■ Your instructions ■
Look through the records and copy each line that has "below" in it.

[Records for processing Boundary: Start]

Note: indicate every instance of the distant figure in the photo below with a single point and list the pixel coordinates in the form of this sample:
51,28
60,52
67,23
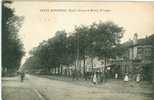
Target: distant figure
22,76
126,79
116,75
138,78
94,79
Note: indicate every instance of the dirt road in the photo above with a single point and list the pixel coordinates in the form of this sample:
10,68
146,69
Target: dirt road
36,88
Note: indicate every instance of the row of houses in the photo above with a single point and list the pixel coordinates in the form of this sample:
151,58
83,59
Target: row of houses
135,59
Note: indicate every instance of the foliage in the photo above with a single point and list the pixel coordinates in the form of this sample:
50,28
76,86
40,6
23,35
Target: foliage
96,40
12,48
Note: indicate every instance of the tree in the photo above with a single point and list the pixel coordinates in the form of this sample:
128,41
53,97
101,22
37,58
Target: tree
12,47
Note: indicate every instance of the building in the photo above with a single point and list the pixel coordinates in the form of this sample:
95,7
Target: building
136,59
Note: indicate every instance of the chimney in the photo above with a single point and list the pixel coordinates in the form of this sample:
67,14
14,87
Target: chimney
135,39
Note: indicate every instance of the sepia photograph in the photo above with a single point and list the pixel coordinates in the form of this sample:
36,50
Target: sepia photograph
77,50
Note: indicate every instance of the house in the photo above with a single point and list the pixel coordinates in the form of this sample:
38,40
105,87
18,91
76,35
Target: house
136,59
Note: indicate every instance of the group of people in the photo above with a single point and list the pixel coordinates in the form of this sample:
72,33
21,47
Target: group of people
22,76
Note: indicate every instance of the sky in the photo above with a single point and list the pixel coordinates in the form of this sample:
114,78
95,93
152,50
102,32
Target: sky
43,19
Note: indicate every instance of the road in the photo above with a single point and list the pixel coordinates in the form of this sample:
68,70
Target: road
39,88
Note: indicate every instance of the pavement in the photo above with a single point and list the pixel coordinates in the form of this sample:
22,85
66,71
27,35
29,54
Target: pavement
41,88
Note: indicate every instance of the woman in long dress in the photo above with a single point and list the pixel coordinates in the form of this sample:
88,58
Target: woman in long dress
95,79
126,79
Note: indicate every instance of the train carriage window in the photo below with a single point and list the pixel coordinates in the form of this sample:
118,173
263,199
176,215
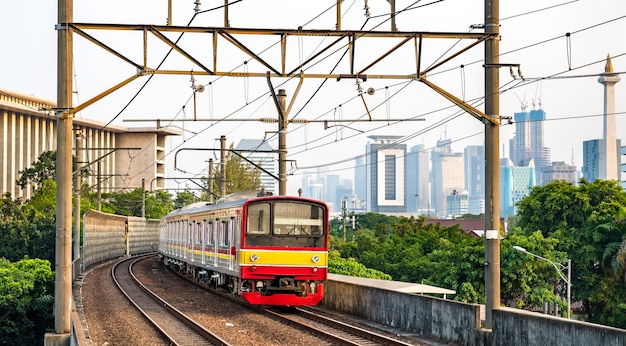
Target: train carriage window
196,233
225,232
258,219
208,233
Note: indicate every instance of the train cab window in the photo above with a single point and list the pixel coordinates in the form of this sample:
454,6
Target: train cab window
298,219
258,219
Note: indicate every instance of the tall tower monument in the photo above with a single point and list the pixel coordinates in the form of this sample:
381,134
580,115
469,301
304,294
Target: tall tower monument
608,171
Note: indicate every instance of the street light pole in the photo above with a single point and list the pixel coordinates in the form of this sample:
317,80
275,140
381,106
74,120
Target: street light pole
559,269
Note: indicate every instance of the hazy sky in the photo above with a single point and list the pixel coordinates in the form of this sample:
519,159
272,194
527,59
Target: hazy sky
560,72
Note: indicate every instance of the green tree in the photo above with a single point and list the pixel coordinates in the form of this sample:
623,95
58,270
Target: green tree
26,301
42,169
184,198
350,267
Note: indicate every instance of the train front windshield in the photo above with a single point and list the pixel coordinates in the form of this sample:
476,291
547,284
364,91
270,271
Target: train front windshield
285,223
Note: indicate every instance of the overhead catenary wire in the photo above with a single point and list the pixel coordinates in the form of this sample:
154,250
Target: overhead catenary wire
303,107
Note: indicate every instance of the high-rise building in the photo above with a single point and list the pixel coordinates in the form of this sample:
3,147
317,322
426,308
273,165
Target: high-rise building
515,183
261,153
447,175
528,140
418,191
386,174
594,156
474,157
609,155
360,180
559,171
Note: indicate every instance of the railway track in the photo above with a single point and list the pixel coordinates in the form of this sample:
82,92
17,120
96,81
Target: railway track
175,326
334,331
338,332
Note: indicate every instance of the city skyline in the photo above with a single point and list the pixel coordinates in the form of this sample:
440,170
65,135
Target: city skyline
557,73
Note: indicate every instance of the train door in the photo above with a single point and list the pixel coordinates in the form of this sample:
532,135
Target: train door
203,241
192,240
179,239
216,243
230,243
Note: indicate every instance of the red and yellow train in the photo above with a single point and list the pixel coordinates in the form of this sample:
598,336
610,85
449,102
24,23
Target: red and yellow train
271,250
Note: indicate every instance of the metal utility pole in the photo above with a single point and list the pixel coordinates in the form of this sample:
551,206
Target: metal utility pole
223,166
282,143
143,197
210,181
492,156
77,183
63,242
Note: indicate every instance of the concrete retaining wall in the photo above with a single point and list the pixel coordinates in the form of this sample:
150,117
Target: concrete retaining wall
441,319
520,327
459,323
104,237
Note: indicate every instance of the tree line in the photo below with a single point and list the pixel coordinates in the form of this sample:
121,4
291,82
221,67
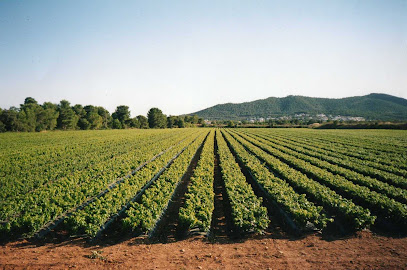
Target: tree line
32,116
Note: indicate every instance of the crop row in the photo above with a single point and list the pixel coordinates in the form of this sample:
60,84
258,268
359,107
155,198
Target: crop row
378,203
352,215
298,152
298,207
199,198
142,216
89,157
248,214
45,204
386,173
90,219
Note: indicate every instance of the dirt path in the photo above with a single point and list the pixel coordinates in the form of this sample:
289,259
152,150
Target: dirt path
362,251
221,222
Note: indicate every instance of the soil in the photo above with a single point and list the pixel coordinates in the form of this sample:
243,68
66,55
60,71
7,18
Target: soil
365,250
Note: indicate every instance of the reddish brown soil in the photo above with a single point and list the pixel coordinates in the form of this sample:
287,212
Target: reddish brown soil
362,251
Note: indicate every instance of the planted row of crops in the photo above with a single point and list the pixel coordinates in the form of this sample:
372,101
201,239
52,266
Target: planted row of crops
355,148
379,204
248,214
199,199
90,157
398,194
390,174
309,176
90,219
297,206
142,216
30,213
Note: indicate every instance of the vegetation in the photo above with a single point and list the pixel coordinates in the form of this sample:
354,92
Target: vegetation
32,116
354,178
371,107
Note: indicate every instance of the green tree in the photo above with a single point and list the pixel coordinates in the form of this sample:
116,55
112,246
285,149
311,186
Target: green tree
117,124
106,117
49,115
93,117
67,118
171,121
122,114
180,122
156,118
143,121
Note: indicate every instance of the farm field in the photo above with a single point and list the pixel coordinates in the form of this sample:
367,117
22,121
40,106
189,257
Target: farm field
200,188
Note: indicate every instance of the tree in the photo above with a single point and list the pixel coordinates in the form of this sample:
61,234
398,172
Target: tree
93,117
143,121
117,124
180,122
106,117
30,115
171,121
133,123
67,118
156,118
122,114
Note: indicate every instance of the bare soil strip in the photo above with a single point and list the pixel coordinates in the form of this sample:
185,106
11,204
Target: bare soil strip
221,226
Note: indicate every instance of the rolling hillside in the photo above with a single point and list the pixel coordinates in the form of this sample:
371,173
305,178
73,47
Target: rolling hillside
371,107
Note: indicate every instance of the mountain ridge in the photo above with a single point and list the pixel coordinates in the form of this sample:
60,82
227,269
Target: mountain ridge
374,106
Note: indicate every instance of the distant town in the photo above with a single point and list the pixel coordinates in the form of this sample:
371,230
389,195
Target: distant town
306,117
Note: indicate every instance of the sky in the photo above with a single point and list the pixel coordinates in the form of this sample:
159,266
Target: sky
184,56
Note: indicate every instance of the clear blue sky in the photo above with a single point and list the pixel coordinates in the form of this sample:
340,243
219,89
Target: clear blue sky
183,56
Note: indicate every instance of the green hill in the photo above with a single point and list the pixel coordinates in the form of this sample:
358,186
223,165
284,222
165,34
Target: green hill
371,107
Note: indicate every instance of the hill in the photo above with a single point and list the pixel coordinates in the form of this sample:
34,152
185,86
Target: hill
371,107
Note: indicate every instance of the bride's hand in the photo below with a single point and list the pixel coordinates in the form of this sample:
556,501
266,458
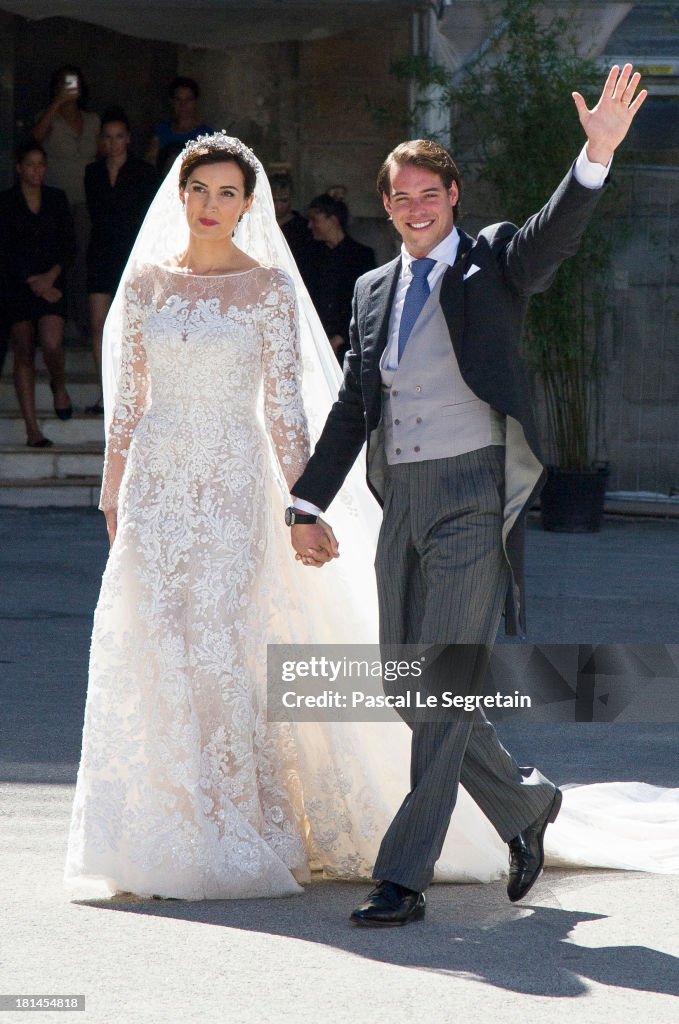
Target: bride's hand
315,544
112,524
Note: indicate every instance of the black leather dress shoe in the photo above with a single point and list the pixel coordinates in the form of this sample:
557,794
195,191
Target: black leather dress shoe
389,904
526,854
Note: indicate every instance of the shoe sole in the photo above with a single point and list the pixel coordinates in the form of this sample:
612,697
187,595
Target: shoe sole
367,923
553,812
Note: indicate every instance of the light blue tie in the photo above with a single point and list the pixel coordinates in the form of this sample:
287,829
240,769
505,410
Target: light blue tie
416,296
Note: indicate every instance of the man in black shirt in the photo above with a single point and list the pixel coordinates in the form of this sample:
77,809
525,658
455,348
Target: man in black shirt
337,262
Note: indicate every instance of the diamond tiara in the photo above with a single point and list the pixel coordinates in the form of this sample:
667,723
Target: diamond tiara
220,140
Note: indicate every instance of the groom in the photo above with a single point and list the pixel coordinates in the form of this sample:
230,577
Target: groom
434,383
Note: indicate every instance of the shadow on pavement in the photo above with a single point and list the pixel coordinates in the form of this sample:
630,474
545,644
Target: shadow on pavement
521,949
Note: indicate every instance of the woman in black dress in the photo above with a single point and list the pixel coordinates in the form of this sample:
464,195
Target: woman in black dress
37,241
119,188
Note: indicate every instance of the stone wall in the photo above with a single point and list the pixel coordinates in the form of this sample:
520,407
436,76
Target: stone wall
306,104
640,423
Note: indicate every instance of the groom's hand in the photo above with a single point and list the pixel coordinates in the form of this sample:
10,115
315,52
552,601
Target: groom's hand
314,544
607,123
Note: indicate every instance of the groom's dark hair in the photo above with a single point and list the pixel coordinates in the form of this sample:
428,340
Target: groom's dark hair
421,153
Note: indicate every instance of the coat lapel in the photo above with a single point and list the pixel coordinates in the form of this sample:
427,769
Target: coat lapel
452,291
380,300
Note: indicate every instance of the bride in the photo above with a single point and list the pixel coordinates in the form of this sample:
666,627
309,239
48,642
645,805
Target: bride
184,790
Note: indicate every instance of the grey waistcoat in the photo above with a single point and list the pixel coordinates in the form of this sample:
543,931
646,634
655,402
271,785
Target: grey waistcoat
427,410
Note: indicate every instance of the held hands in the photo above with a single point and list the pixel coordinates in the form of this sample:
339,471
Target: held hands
314,544
607,123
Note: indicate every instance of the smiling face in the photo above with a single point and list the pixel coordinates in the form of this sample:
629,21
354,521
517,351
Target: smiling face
214,200
420,206
115,139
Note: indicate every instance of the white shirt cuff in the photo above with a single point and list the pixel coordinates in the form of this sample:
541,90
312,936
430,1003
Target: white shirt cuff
589,174
303,506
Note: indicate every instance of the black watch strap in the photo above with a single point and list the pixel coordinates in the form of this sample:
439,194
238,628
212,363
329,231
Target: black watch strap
294,517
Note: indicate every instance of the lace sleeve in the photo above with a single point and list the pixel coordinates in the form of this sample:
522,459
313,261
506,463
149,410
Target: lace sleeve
132,398
282,367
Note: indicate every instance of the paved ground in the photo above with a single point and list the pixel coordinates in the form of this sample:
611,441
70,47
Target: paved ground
588,946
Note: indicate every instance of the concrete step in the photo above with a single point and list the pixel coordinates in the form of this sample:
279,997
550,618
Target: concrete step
82,388
58,463
79,429
79,359
80,492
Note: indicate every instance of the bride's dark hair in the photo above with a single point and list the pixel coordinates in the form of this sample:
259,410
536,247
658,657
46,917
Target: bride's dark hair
209,154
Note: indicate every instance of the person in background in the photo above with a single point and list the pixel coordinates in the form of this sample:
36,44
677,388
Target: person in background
69,134
37,242
338,260
172,134
119,187
291,222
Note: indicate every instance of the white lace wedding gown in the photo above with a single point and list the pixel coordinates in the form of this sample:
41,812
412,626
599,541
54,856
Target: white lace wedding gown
183,788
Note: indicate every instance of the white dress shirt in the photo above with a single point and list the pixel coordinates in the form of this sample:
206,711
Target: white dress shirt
587,173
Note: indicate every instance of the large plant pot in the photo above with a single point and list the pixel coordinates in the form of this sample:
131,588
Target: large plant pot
571,501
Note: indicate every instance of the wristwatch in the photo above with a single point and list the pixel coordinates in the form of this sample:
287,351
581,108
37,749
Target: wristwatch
296,518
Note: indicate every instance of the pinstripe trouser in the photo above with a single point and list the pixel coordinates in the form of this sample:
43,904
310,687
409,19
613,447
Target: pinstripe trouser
441,578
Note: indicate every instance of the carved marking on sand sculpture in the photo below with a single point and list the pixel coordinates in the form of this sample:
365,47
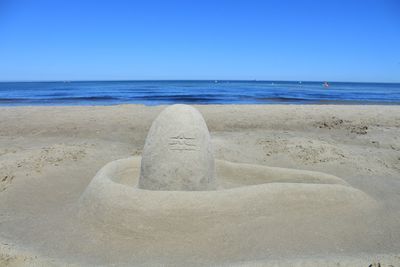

[Records for processing Boundary: End]

■ Task result ■
Note: indicate every instance of the distant figure in the photo below with a single point and list the pixel coordinates in the form of this sample:
Note: indicate every instance of the train carriage window in the photo below with a single point and list the pixel coordinates in the form of this sample:
Note: indicate every instance of the tree line in the photo below with a single point and list the pixel coordinates in the form of this sample:
Note: indicate every instance of the bride's hand in the photo below with a single point and list the pixel coordinates in the form of this sample:
Note: indicate every instance of the carved marking on sand sculpture in the photo below with a single point and list the pixel coordinates in the form of this sample:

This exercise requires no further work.